§ Problem to work on
Could the data below be copied out in full, word for word?

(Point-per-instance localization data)

++++++

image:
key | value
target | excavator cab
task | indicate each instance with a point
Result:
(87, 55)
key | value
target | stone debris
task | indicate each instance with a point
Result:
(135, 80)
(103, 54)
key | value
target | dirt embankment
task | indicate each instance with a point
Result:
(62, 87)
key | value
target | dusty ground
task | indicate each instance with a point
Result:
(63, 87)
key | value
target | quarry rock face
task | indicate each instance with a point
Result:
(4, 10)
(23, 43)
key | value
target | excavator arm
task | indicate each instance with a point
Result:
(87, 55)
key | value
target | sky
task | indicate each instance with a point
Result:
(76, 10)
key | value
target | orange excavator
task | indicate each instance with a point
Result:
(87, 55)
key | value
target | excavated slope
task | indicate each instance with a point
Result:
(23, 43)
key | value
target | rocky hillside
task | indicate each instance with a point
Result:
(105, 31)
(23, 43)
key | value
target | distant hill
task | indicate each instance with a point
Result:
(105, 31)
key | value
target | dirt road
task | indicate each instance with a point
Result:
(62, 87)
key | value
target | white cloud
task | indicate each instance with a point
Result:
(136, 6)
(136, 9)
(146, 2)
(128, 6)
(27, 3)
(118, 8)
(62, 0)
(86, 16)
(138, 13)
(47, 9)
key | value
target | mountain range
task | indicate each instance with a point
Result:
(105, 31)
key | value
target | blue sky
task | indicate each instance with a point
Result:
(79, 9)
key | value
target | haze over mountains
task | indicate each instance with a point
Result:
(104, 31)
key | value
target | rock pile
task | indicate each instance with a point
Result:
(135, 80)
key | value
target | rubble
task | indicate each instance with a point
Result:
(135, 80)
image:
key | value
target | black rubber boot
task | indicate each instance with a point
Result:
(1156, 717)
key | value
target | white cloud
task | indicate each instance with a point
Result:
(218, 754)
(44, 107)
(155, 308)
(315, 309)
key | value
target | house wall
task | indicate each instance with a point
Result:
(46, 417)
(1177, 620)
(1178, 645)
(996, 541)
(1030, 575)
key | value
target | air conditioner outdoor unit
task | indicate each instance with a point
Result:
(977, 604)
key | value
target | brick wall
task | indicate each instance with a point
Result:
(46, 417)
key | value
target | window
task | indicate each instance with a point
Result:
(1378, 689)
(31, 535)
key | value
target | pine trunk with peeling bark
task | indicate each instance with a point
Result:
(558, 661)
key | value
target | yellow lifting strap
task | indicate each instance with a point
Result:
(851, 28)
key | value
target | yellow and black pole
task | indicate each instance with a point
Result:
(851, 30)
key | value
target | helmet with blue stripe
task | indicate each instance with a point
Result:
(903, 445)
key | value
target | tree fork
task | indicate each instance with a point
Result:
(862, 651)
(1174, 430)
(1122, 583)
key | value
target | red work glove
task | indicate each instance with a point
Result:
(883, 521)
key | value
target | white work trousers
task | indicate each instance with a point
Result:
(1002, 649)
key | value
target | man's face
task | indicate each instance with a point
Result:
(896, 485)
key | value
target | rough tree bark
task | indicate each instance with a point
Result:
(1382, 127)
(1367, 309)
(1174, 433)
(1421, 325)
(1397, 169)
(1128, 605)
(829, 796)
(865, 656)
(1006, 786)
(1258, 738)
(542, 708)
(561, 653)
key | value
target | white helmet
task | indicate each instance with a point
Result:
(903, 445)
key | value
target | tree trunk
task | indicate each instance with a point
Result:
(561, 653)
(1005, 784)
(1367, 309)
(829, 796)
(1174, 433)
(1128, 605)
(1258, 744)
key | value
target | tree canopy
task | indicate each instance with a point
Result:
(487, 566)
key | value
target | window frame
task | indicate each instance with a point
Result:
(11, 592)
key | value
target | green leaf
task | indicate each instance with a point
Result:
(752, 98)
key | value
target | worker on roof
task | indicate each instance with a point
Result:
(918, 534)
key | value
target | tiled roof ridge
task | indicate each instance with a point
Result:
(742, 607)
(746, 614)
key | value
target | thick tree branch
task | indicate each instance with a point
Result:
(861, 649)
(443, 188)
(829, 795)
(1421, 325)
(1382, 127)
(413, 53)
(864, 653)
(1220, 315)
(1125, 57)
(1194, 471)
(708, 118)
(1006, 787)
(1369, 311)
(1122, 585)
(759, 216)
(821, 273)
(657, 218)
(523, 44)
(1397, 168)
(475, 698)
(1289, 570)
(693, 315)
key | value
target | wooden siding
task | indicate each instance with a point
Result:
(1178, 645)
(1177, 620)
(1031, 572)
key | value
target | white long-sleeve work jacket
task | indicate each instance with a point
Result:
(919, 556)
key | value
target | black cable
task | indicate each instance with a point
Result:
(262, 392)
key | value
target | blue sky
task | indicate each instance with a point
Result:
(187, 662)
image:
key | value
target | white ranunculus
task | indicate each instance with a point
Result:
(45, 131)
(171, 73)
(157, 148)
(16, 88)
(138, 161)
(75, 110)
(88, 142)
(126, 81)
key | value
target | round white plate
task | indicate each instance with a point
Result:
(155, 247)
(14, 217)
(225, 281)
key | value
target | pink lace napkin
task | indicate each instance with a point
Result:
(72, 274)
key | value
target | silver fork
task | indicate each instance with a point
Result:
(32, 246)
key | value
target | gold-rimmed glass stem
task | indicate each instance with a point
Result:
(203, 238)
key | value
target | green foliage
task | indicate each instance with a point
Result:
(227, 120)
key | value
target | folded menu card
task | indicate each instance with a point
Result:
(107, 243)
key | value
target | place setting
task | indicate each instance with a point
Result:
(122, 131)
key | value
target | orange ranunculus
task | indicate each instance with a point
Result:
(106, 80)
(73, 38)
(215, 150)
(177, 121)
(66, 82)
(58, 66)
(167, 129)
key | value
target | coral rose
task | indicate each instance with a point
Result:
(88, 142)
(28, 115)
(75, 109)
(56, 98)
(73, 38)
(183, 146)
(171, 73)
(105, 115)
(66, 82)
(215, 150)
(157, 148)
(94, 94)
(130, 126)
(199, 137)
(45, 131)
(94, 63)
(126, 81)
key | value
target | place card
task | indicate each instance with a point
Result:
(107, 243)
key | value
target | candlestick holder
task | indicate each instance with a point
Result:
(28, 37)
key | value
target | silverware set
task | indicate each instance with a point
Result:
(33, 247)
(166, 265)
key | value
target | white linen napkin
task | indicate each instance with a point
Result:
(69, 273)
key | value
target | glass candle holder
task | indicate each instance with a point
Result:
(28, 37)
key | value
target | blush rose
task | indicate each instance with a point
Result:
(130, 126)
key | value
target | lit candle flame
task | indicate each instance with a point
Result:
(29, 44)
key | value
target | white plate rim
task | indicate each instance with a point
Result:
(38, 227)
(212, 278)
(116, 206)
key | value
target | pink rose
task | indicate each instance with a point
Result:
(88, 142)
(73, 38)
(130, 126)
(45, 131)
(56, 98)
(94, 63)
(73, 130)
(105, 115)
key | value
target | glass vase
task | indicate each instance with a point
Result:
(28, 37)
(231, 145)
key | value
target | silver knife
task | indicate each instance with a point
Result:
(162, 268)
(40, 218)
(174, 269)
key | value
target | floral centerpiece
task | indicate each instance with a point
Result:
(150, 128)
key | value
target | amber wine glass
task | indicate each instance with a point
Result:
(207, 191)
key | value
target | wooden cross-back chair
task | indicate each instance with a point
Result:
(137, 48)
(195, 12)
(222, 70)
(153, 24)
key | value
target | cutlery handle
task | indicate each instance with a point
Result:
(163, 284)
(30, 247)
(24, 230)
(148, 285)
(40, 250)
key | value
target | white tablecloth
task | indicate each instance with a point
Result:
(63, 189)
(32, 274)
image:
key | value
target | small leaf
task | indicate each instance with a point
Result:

++++++

§ Answer to this problem
image:
key | value
target | excavator cab
task | indicate each instance with a point
Result:
(87, 55)
key | value
target | stone debris
task | indicate each instance with a point
Result:
(135, 80)
(103, 54)
key | value
target | dirt embankment
task | indicate each instance with a point
Result:
(62, 87)
key | value
target | dusty ground
task | indicate each instance with a point
Result:
(63, 87)
key | value
target | quarry rock face
task | indicate each instance with a point
Result:
(4, 10)
(23, 43)
key | value
target | excavator arm
task | indicate each instance with a point
Result:
(87, 55)
key | value
target | sky
task | indicate each instance with a point
Result:
(76, 10)
key | value
target | orange excavator
task | indicate each instance with a point
Result:
(87, 55)
key | value
target | excavated slope
task | indicate each instance with a point
Result:
(23, 43)
key | value
target | rocky hillside
task | indicate each instance with a point
Result:
(105, 31)
(23, 43)
key | value
target | distant hill
task | indicate each instance with a point
Result:
(105, 31)
key | value
target | dirt road
task | indicate each instance with a point
Result:
(62, 87)
key | value
target | white cloud
task | indicate each instance with a point
Result:
(136, 6)
(136, 9)
(146, 2)
(128, 6)
(27, 3)
(118, 8)
(62, 0)
(86, 16)
(138, 13)
(47, 9)
key | value
target | mountain range
task | indicate each instance with a point
Result:
(105, 31)
key | value
target | blue sky
task | indicate each instance with a point
Result:
(79, 9)
key | value
target | haze over mountains
task | indicate each instance with a point
Result:
(104, 31)
key | value
target | rock pile
task | indicate each instance with a point
Result:
(135, 80)
key | value
target | rubble
task | indicate each instance with a point
Result:
(135, 80)
image:
key | value
target | black rubber boot
task | indicate each instance with a point
Result:
(1156, 717)
key | value
target | white cloud
task | indicate each instance with a point
Result:
(218, 754)
(44, 107)
(155, 308)
(315, 309)
key | value
target | house wall
task | indicate each instance with a point
Result:
(46, 417)
(1177, 620)
(1178, 645)
(996, 541)
(1030, 575)
key | value
target | air conditioner outdoor unit
task | indicate each instance with a point
Result:
(977, 604)
key | value
target | brick wall
task | indicate each instance with a point
Result:
(46, 417)
key | value
target | window
task | indicate each instance with a point
Result:
(1378, 689)
(31, 535)
key | value
target | pine trunk with peeling bark
task | indicate each instance with a point
Result:
(558, 661)
key | value
target | yellow lifting strap
task | indicate each instance with a point
Result:
(851, 28)
key | value
target | yellow and black pole
task | indicate each instance with a point
Result:
(851, 30)
key | value
target | helmet with blue stripe
task | indicate each instance with a point
Result:
(903, 445)
key | value
target | tree fork
task | indicate each instance with a point
Result:
(862, 651)
(1174, 430)
(1122, 583)
key | value
target | red work glove
task | indicate each instance with a point
Result:
(883, 521)
key | value
target | white work trousers
task | indicate each instance with a point
Result:
(1002, 649)
key | value
target | man's face
task | indicate each instance with a point
Result:
(896, 485)
key | value
target | rough tree bark
task | indicate each instance with a point
Result:
(1382, 127)
(1367, 309)
(1174, 433)
(1421, 325)
(1397, 169)
(1128, 605)
(829, 796)
(865, 656)
(1006, 786)
(1258, 738)
(542, 708)
(561, 653)
key | value
target | white helmet
task | indicate each instance with a point
Result:
(903, 445)
key | value
target | tree trunk
task | indicate each instance with a point
Result:
(561, 653)
(1005, 784)
(1367, 309)
(829, 796)
(1174, 433)
(1128, 605)
(1258, 744)
key | value
target | tree canopy
task | indicate each instance with a point
Result:
(487, 566)
key | value
target | window frame
task | indicate each instance with a point
Result:
(11, 592)
key | value
target | green leaf
task | indicate each instance with a point
Result:
(752, 98)
key | value
target | worker on roof
task | indicate each instance with a point
Result:
(918, 534)
key | value
target | tiled roof ridge
task | indicate each instance with a point
Result:
(742, 607)
(746, 614)
key | value
target | thick tree branch
task | indicate each instance with a point
Result:
(861, 649)
(443, 188)
(829, 795)
(1421, 325)
(1382, 127)
(413, 53)
(864, 653)
(1220, 315)
(1125, 57)
(1194, 471)
(708, 118)
(1006, 787)
(1369, 311)
(1122, 585)
(759, 216)
(821, 273)
(657, 218)
(523, 44)
(1397, 168)
(475, 698)
(1289, 570)
(693, 315)
key | value
target | wooden siding
task | indicate each instance with a point
Result:
(1178, 645)
(1177, 620)
(1031, 572)
key | value
target | white long-sleeve work jacket
task | indicate each instance with a point
Result:
(919, 556)
key | value
target | black cable
task | indicate each instance with a point
Result:
(262, 392)
key | value
target | blue sky
task | indicate each instance with a point
Result:
(187, 662)
image:
key | value
target | white ranunculus
task | indicate each instance with a point
Result:
(45, 131)
(171, 73)
(157, 148)
(16, 88)
(138, 161)
(75, 110)
(88, 142)
(126, 81)
key | value
target | round white plate
task | indicate each instance with a point
Result:
(155, 247)
(14, 217)
(225, 281)
key | value
target | pink lace napkin
task | indicate each instance with a point
Result:
(72, 274)
key | value
target | silver fork
task | indicate each instance with a point
Result:
(32, 246)
key | value
target | gold-rimmed glass stem
task | indicate each instance with a point
Result:
(203, 238)
key | value
target | green foliage
task | indicate each instance with a point
Result:
(227, 120)
key | value
target | folded menu card
task | indicate each instance with a point
Result:
(107, 243)
key | value
target | place setting
task | indicate each instance with a point
Result:
(122, 131)
key | value
target | orange ranunculus
task | indicate each instance with a point
Result:
(106, 80)
(73, 38)
(215, 150)
(177, 121)
(66, 82)
(58, 66)
(167, 129)
key | value
target | coral rose
task | indicate each instance with a point
Result:
(88, 142)
(28, 115)
(75, 109)
(56, 98)
(73, 38)
(183, 146)
(171, 73)
(105, 115)
(66, 82)
(215, 150)
(157, 148)
(94, 94)
(130, 126)
(199, 137)
(45, 131)
(94, 63)
(126, 81)
key | value
target | place card
task | indicate each instance with a point
Result:
(107, 243)
key | value
target | candlestick holder
task | indicate each instance with a point
Result:
(28, 37)
key | value
target | silverware set
task | indicate each instance with a point
Result:
(33, 247)
(166, 265)
key | value
target | white linen napkin
task | indicate each instance with a point
Result:
(69, 273)
key | value
target | glass candle holder
task | indicate each instance with a point
Result:
(28, 37)
key | value
target | blush rose
task | indicate each instance with a point
Result:
(130, 126)
key | value
target | lit candle flame
task | indicate each instance with a point
Result:
(29, 44)
key | value
target | white plate rim
task | indicate each instance with a point
Result:
(38, 227)
(212, 278)
(116, 206)
key | value
target | pink rose
task | indicate each instance with a point
Result:
(88, 142)
(73, 38)
(130, 126)
(45, 131)
(56, 98)
(94, 63)
(73, 130)
(105, 115)
key | value
target | glass vase
task | indicate each instance with a point
Result:
(28, 37)
(231, 145)
key | value
target | silver knife
task | indicate each instance with a point
Result:
(162, 268)
(40, 218)
(174, 269)
key | value
target | floral centerpiece
task | indicate each instance with a point
Result:
(150, 128)
key | value
target | amber wine glass
task | indicate each instance with a point
Result:
(207, 191)
key | value
target | wooden cross-back chair
task | indicate each instance with a point
Result:
(137, 48)
(195, 12)
(222, 70)
(153, 24)
key | value
target | cutlery handle
task | indicate each instance with a point
Result:
(163, 284)
(30, 247)
(24, 230)
(148, 285)
(40, 250)
key | value
target | white tablecloth
task | indicate each instance with a point
Result:
(63, 189)
(32, 274)
image:
key | value
target | small leaf
task | indicate each instance with a point
Result:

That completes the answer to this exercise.